# STATED EXERCISE:
Reproduce every one of the records below verbatim, leaving each line unchanged.

# RECORDS PROVIDED:
- - - -

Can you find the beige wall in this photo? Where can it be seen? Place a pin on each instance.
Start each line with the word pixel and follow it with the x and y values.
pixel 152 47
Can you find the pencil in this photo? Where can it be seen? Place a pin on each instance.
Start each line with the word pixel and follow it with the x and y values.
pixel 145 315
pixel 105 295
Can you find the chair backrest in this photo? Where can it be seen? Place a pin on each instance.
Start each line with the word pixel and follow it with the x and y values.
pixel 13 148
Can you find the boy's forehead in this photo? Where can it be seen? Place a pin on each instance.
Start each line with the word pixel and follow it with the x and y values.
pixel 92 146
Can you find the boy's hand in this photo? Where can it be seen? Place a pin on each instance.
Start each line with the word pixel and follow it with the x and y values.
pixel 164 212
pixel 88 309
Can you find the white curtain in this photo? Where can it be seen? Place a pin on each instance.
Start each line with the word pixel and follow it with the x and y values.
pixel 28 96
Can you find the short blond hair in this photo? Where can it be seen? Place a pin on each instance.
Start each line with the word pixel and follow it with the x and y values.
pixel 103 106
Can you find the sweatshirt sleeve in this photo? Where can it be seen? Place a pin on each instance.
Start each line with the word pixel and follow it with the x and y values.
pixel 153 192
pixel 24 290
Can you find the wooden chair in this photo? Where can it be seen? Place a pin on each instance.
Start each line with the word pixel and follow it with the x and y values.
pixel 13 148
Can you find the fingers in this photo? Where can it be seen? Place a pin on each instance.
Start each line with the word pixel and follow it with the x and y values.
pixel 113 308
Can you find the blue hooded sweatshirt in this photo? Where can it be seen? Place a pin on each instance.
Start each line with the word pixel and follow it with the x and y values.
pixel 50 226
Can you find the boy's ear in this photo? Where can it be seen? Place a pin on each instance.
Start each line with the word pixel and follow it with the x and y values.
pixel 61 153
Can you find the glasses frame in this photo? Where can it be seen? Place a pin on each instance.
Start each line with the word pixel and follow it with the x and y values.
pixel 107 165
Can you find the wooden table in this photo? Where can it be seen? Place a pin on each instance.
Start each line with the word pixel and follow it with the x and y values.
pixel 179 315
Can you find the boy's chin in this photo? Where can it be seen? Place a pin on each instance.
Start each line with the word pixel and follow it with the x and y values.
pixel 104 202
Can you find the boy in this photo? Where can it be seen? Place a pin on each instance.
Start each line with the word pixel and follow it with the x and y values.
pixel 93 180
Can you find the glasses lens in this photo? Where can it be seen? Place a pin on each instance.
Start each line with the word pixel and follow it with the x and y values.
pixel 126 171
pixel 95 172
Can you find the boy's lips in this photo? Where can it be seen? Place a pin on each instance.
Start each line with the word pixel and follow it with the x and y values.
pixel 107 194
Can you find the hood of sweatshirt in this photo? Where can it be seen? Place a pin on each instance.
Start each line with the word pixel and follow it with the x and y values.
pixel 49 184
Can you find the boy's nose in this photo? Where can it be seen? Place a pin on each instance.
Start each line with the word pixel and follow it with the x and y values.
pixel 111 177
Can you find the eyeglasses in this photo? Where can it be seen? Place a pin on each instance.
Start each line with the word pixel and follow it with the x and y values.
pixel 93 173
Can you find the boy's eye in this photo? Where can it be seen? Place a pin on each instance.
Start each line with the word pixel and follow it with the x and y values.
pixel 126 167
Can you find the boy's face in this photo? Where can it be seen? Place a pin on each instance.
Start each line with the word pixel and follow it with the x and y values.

- - - -

# WRITTEN ANSWER:
Can you find the beige wall in this photo? Where can it be seen? Place a pin on each instance.
Start each line with the word pixel and follow it with the x and y values.
pixel 152 47
Can you find the pencil in this photo? Where can it be seen? Place a pin on each instance.
Start each line with the word pixel and follow it with the x and y values.
pixel 145 315
pixel 105 295
Can you find the chair backrest in this photo? Where can it be seen? Place a pin on each instance.
Start each line with the word pixel and follow it with the x and y values.
pixel 13 148
Can you find the boy's forehead in this photo? Where can it be seen? Place a pin on each instance.
Start each line with the word pixel and follow it with the x and y values.
pixel 92 146
Can you find the boy's hand in this photo? Where can it be seen? Place a pin on each instance.
Start each line with the word pixel and follow it with the x and y values.
pixel 164 212
pixel 88 309
Can you find the white curtain in this photo? Where can it be seen? Place a pin on each instance.
Start each line with the word pixel and follow it with the x and y values.
pixel 28 96
Can you find the short blond hair in this photo? Where can it be seen? Place a pin on each instance.
Start each line with the word pixel and follow it with the x and y values.
pixel 103 106
Can you find the sweatshirt sleeve in this photo? Where can it be seen? Place a pin on each instance.
Start each line with the word pixel and follow it with the x and y values.
pixel 153 192
pixel 24 290
Can you find the wooden chair in this photo? Where can it be seen? Place a pin on each instance.
Start each line with the word pixel and follow it with the x and y values.
pixel 13 148
Can you find the fingers in this photo? Where can it be seen? Place a pin on each instance.
Start each line with the word pixel and follow it with the x and y values.
pixel 113 308
Can you find the blue hooded sweatshirt in this photo? Where can it be seen? Place a pin on each instance.
Start each line with the word pixel and follow it with the x and y values.
pixel 50 226
Can you find the boy's ear in this photo? Where can it be seen? Place a pin on each instance.
Start each line with the word pixel and follow it with the x and y values.
pixel 61 153
Can you find the glasses frame in this photo? Where can it be seen? Place a pin on each instance.
Start each line with the word pixel and follow it with the x and y values.
pixel 107 165
Can you find the wooden table in this photo? Where can it be seen? Place a pin on each instance.
Start each line with the word pixel and follow it with the x and y values.
pixel 179 315
Can you find the boy's chin in this photo? Where can it be seen? Place a pin on each instance.
Start each line with the word pixel and follow it with the x and y values.
pixel 104 202
Can you find the boy in this photo? Where can it be seen? Place a pin on each instance.
Start each line with the word pixel and follow it with the x and y values.
pixel 93 180
Can you find the glasses lens in this photo? Where can it be seen? Place a pin on each instance.
Start each line with the word pixel and follow it with the x and y values.
pixel 126 171
pixel 95 172
Can you find the boy's lips in this photo? Where can it be seen? Place a pin on each instance.
Start each line with the word pixel and follow it with the x and y values.
pixel 107 194
Can you find the hood of sweatshirt in this photo? Where can it be seen? Place a pin on each instance.
Start each line with the word pixel and follow it with the x and y values.
pixel 49 184
Can you find the boy's nose in this photo? Where can it be seen? Place a pin on each instance.
Start each line with the word pixel and follow it with the x and y values.
pixel 111 177
Can you find the eyeglasses in this photo? Where can it be seen? Place a pin on each instance.
Start each line with the word pixel and follow it with the x and y values.
pixel 93 173
Can you find the boy's eye in this photo? Where can it be seen? Place a pin on each instance.
Start each line with the word pixel and follow it with the x and y values.
pixel 126 167
Can you find the boy's face in this photo? Where can it be seen? Place a pin on each instance.
Start each line with the word pixel and follow it with the x and y values.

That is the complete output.